* FRAGMENT:
============
Te dwa światy to Jedno - Bóg. Ty. Lub nie Ty.
Dwa stany.
CISZA i HAŁAS
CISZA to stan w którym jesteś Sam ze Sobą
HAŁAS to stan przeszkadzający w Byciu Sam ze Sobą.
Nic więcej.
Czasami cisza może pokrywać się to z brakiem dźwięków ze świata zewnętrznego, ale szybko zauważysz, że cisza tak pojmowana wcale cicha nie jest.
Eksperymentuj.
Umysł należy ćwiczyć.
Podstawowe narzędzie to Trivium.
Trivium czyli Potrójna Droga.
1. Gramatyka - pytania: kto? co? gdzie? kiedy?
Etap gromadzenia informacji. Szukamy odpowiedzi na powyższe pytania. I nic więcej.
2. Logika - pytanie: dlaczego?
Pytanie o PRZYCZYNĘ działania. Czyli ze zgromadzonych informacji konstruujesz działającą całość. Jak coś nie chce działać to znaczy, że na poprzednim kroku przyjąłeś informacje nieprawdziwe lub brakuje informacji.
3. Retoryka - pytanie: jak?
Pytanie o ekspresję. Czyli jak to co zbudowaliśmy na poprzednich etapach zostało wprowadzone w ruch lub jak można to wprowadzić w ruch.
To Umysł. Ćwicz bo ważne.
Czas i Uwaga
Przerabialiśmy.
Pamiętaj
Jest tylko WIESZ lub NIE WIESZ.
WIESZ oznacza bezpośrednie doświadczenie. Jeśli czegoś nie doświadczyłeś - NIE WIESZ.
Ty wyznaczasz granicę Poznania. Ty decydujesz jaki poziom Zrozumienia danego zjawiska jest dla Ciebie wystarczający. Nie ważne jak głęboko będziesz szukał, Projekcja ma na celu powtarzalność struktury (fraktal).
Jeśli nie Rozumiesz jakiegoś zjawiska MASZ PRAWO pytać i szukać odpowiedzi takiej jaka zadowoli Ciebie. Nie innych - Ciebie.
Jeśli ktoś blokuje Ci dostęp do informacji to ma w tym swój interes - dociekaj przyczyn, nie bój się o nie pytać. Masz Prawo.
ALE
Nie pomyl Prawa z...
Musisz zainwestować swój CZAS i UWAGĘ aby móc się czegoś domagać. Jeśli Zrozumienie wymaga Czasu i Uwagi to dotyczy Twojego Czasu i Twojej Uwagi. Nikt za Ciebie tego nie zrobi.
Pamiętaj - WIESZ lub NIE WIESZ.
============
* WPISY DO PRZETWORZENIA:
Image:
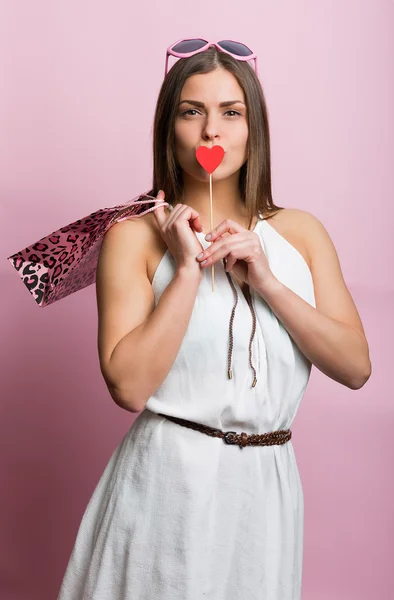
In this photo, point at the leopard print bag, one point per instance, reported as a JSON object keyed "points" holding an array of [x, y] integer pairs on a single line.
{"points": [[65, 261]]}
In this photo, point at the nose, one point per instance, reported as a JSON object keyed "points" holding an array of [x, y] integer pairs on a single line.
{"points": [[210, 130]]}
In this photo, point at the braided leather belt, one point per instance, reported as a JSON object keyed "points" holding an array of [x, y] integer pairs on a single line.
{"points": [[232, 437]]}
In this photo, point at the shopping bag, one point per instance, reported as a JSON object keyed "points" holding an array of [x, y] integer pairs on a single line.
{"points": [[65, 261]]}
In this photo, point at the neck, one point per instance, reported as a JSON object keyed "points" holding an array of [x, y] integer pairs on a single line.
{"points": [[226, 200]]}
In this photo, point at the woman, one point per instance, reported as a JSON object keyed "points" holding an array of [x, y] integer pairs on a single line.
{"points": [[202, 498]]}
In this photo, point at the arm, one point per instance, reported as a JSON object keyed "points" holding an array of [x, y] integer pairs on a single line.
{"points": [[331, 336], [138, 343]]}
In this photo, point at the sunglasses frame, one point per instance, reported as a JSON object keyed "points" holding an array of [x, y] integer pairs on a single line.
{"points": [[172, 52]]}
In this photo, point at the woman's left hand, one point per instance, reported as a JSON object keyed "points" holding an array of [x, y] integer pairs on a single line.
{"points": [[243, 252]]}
============
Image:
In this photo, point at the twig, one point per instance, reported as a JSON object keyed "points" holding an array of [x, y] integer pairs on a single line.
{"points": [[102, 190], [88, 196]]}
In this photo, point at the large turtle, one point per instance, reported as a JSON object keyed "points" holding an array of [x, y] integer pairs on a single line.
============
* ZADANIA I ĆWICZENIA:
(1) Przepisz bez zmian część fragmentu od „2. Logika - pytanie: dlaczego?” do „wprowadzić w ruch.”.
(2) Ile wierszy we wpisach zawiera ciąg „woman”? Uwzględnij wielkość liter i podaj wyłącznie liczbę.

* ODPOWIEDZI PO KOLEI:
(1)
2. Logika - pytanie: dlaczego?
Pytanie o PRZYCZYNĘ działania. Czyli ze zgromadzonych informacji konstruujesz działającą całość. Jak coś nie chce działać to znaczy, że na poprzednim kroku przyjąłeś informacje nieprawdziwe lub brakuje informacji.
3. Retoryka - pytanie: jak?
Pytanie o ekspresję. Czyli jak to co zbudowaliśmy na poprzednich etapach zostało wprowadzone w ruch lub jak można to wprowadzić w ruch.

(2) 2